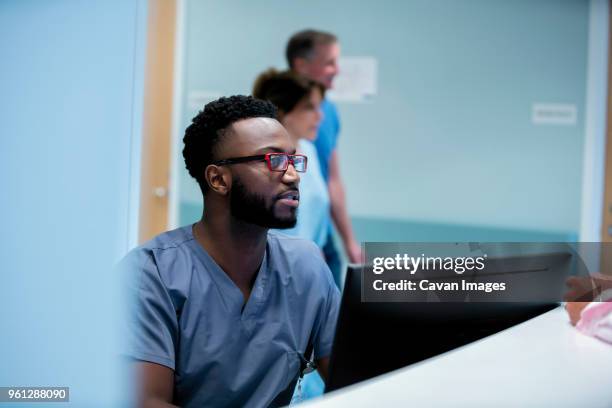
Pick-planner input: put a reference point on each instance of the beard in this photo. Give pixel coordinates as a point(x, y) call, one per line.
point(251, 208)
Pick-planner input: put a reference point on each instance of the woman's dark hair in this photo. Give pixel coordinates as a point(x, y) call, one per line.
point(284, 89)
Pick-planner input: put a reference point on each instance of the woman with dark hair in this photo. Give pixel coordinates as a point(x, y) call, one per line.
point(298, 100)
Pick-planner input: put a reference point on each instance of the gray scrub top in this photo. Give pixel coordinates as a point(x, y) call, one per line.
point(189, 317)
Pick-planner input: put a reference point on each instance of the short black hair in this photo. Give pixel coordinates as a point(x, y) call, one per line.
point(284, 89)
point(303, 43)
point(210, 125)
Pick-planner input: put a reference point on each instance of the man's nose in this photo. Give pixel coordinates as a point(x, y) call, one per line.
point(291, 175)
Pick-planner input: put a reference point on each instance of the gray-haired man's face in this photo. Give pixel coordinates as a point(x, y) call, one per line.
point(322, 66)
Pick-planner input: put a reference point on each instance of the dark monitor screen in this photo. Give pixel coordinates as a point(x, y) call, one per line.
point(374, 338)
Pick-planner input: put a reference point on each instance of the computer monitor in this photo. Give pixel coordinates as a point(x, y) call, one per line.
point(374, 338)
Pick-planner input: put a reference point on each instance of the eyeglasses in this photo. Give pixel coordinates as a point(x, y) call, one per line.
point(275, 161)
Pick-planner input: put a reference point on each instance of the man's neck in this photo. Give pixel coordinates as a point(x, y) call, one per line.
point(237, 247)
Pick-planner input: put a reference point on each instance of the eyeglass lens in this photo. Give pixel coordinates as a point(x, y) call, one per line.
point(280, 162)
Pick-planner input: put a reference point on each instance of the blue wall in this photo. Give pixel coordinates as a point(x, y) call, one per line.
point(71, 81)
point(448, 139)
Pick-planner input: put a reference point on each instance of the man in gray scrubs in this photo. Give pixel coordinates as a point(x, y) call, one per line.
point(226, 312)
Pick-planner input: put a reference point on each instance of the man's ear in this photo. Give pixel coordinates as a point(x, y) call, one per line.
point(219, 179)
point(299, 65)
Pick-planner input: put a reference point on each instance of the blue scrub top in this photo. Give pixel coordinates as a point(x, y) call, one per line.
point(327, 138)
point(313, 219)
point(189, 317)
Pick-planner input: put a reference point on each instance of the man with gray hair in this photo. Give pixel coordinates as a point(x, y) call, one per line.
point(314, 54)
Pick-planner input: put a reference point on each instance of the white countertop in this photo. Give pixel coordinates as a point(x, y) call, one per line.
point(543, 362)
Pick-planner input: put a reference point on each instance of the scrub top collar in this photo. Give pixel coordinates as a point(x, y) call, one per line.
point(232, 295)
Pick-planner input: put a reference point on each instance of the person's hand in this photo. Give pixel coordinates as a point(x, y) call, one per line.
point(574, 310)
point(353, 251)
point(586, 288)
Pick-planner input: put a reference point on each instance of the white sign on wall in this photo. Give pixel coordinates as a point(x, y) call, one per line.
point(357, 80)
point(554, 114)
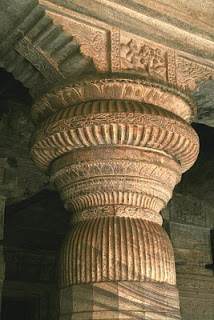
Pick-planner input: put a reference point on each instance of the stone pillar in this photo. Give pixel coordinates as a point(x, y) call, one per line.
point(2, 264)
point(115, 148)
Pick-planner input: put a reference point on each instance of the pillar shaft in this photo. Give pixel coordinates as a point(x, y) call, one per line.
point(115, 149)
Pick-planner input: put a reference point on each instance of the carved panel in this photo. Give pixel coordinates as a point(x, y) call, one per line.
point(143, 56)
point(189, 72)
point(93, 41)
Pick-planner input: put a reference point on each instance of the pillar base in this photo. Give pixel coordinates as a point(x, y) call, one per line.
point(120, 300)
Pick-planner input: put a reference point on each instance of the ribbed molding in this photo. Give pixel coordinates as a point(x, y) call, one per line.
point(116, 248)
point(113, 123)
point(116, 176)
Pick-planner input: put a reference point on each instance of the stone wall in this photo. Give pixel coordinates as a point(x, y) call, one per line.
point(188, 221)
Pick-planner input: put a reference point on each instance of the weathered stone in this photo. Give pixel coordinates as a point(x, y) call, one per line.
point(190, 237)
point(188, 210)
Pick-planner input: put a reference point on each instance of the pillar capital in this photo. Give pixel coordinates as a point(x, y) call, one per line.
point(115, 147)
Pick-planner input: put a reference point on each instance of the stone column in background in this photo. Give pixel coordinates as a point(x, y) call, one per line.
point(2, 264)
point(115, 148)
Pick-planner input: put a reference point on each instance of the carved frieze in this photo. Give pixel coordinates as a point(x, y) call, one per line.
point(141, 56)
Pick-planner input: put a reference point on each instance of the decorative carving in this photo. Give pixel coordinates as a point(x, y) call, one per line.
point(171, 67)
point(92, 41)
point(147, 91)
point(128, 249)
point(115, 50)
point(36, 56)
point(188, 73)
point(148, 60)
point(115, 149)
point(64, 131)
point(115, 210)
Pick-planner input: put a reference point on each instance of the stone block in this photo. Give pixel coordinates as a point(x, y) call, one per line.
point(190, 237)
point(187, 210)
point(195, 283)
point(193, 257)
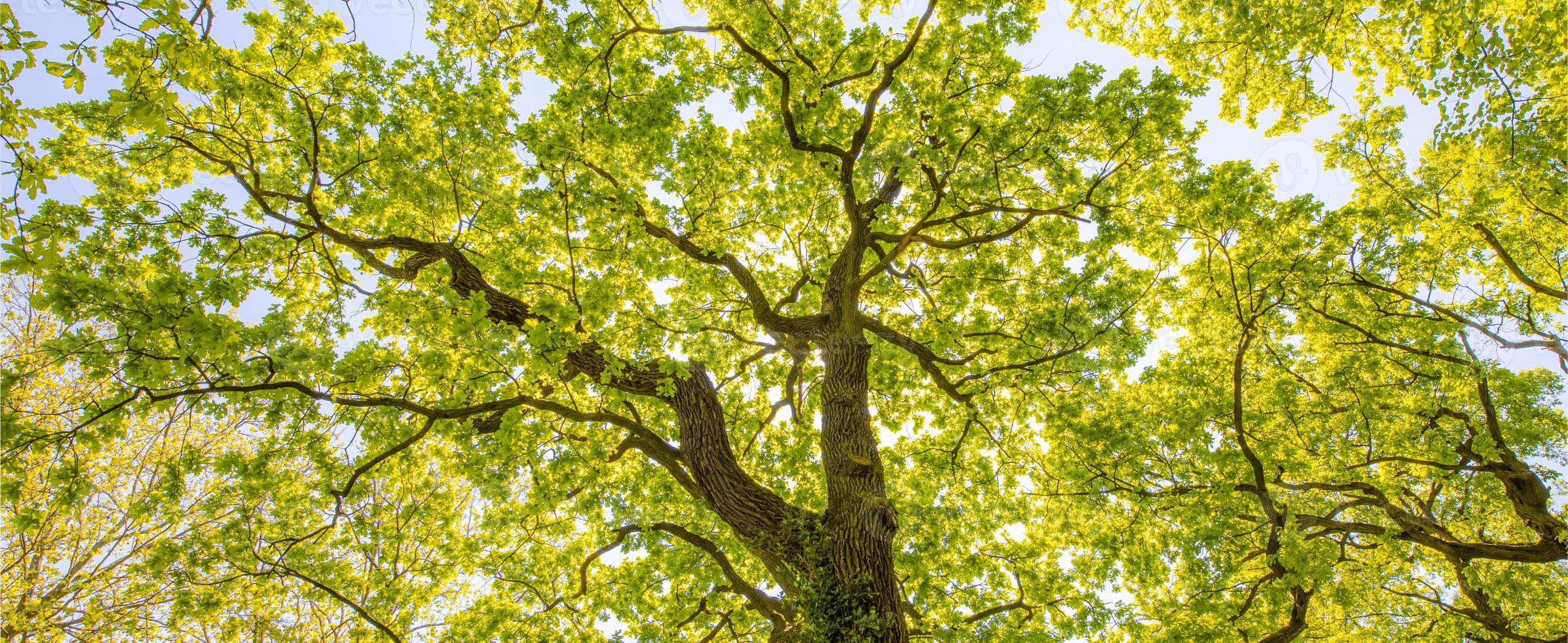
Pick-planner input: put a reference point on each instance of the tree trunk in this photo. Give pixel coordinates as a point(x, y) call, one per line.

========

» **STATED PROBLEM**: Reproduce the listing above word for word, leaving out the pictures.

» **REPLY**:
Pick-planner input: put a reference point on each instance of the beard in this photo. Give pixel coordinates as a point(x, y) call, one per line.
point(251, 208)
Pick-planner input: put a reference point on each instance of the woman's dark hair in this photo. Give pixel coordinates as a point(x, y) call, one per line.
point(284, 89)
Pick-planner input: put a reference point on each instance of the woman with dark hair in this photo. Give pixel coordinates as a point(x, y) call, one per line.
point(298, 100)
Pick-planner input: put a reference point on each instance of the gray scrub top in this photo. Give pixel coordinates as a point(x, y) call, one per line.
point(189, 317)
Pick-planner input: put a reference point on each instance of the short black hair in this photo. Give pixel coordinates as a point(x, y) call, one per line.
point(284, 89)
point(303, 43)
point(210, 125)
Pick-planner input: put a reference point on each instance of the man's nose in this photo. Give pixel coordinates as a point(x, y) call, one per line.
point(291, 175)
Pick-planner input: put a reference point on each instance of the gray-haired man's face in this photo. Give pixel coordinates as a point(x, y) call, one per line.
point(322, 66)
Pick-planner input: put a reference point on each instance of the dark monitor screen in this photo. Give pixel coordinates as a point(x, y) call, one per line.
point(374, 338)
Pick-planner input: put a reference point on each instance of the computer monitor in this photo. Give pixel coordinates as a point(x, y) call, one per line.
point(374, 338)
Pick-planner input: put a reference point on each instance of the eyeglasses in this photo. Give pixel coordinates as a point(x, y) call, one per line.
point(275, 161)
Pick-planner input: put a reference point on each instance of the man's neck in this photo. Give pixel coordinates as a point(x, y) call, one per line.
point(237, 247)
Pick-planner input: put a reference point on each instance of the eyeglass lens in this photo. Give pixel coordinates as a point(x, y) call, one per line.
point(280, 162)
Pick-planner input: put a reference point on each instance of the blue wall in this photo. Give pixel coordinates as a point(x, y) call, one per line.
point(71, 81)
point(448, 139)
Pick-planner input: put a reference point on each instance of the man in gray scrubs in this photo. Give pixel coordinates as a point(x, y) call, one per line.
point(226, 312)
Pick-planner input: put a reference point on each instance of the man's ear in this photo. Give pixel coordinates as a point(x, y) call, one per line.
point(219, 179)
point(299, 65)
Pick-planner input: put a reference point on each instance of the blue scrub top in this photo. Give pixel coordinates as a point(x, y) call, one per line.
point(327, 138)
point(313, 219)
point(189, 317)
Pick-planner input: put a reference point on each instance of the man with gray hair in this photo. Give pixel coordinates as a point(x, y) call, one per line.
point(314, 54)
Pick-planner input: put a reference point on each instance of the white countertop in this photo. Give pixel coordinates as a point(x, y) call, one per line.
point(543, 362)
Pick-planner input: put a reference point on each instance of the scrub top collar in this photo. Give pixel coordinates as a point(x, y) call, one per line.
point(232, 295)
Pick-planner input: put a reference point on each instance of the person's hand in this photo. Give pixel coordinates as a point(x, y) call, one per line.
point(574, 310)
point(353, 251)
point(586, 288)
Pick-planner input: put a reference point on each instance of the white sign on wall in this photo. Give pixel coordinates as a point(x, y) call, one per line.
point(357, 80)
point(554, 114)
Pick-planner input: put a reference point on each instance of the stone pillar in this photo. Give pixel coordinates as a point(x, y) call, one per line.
point(2, 264)
point(115, 148)
Pick-planner input: put a reference point on each instance of the pillar shaft in this photo. Give pixel coordinates as a point(x, y) call, one per line.
point(115, 149)
Pick-planner input: put a reference point on each instance of the carved panel in this photo. Give pixel coordinates as a point(x, y) call, one per line.
point(143, 56)
point(189, 72)
point(93, 41)
Pick-planner input: put a reference point on each instance of the pillar base in this photo. Give pixel coordinates as a point(x, y) call, one per line.
point(120, 300)
Pick-planner input: put a reference point on each instance of the ribbed molding in this photo. Give pixel coordinates as a point(x, y) call, one per line.
point(116, 248)
point(113, 123)
point(116, 176)
Pick-planner input: put a reference point on each instance of the stone wall in this photo. Give pixel coordinates as a point(x, y) call, one per line.
point(188, 221)
Pick-planner input: put a reference point on each instance of the weathered stone in this photo. Give pixel coordinates as a point(x, y) call, one per line.
point(190, 237)
point(188, 210)
Pick-planner input: put a reference point on each instance of the pillar capital in this photo. Give pixel coordinates as a point(x, y) call, one per line.
point(115, 147)
Pick-planner input: put a reference point on each instance of the stone column in background in this photo. Give pixel coordinates as a point(x, y) call, one per line.
point(2, 264)
point(115, 148)
Pick-planner input: put a reference point on each instance of the carved frieze in this photo. Give pixel coordinates as a point(x, y) call, one per line.
point(141, 56)
Pick-planner input: put a reference point on each instance of the decorative carving in this photo. Give pixel coordinates as a point(x, y) call, one per line.
point(171, 67)
point(92, 41)
point(147, 91)
point(128, 249)
point(115, 50)
point(36, 56)
point(188, 73)
point(148, 60)
point(115, 149)
point(64, 131)
point(115, 210)
Pick-planner input: put a reference point on each instance of the stone block in this photo. Give pixel coordinates as a point(x, y) call, one per line.
point(190, 237)
point(187, 210)
point(195, 283)
point(193, 257)
Pick-planner input: put a reference point on each instance of the tree trunk in this photo. Give pixel coordinates as a point(x, y) call, one per line.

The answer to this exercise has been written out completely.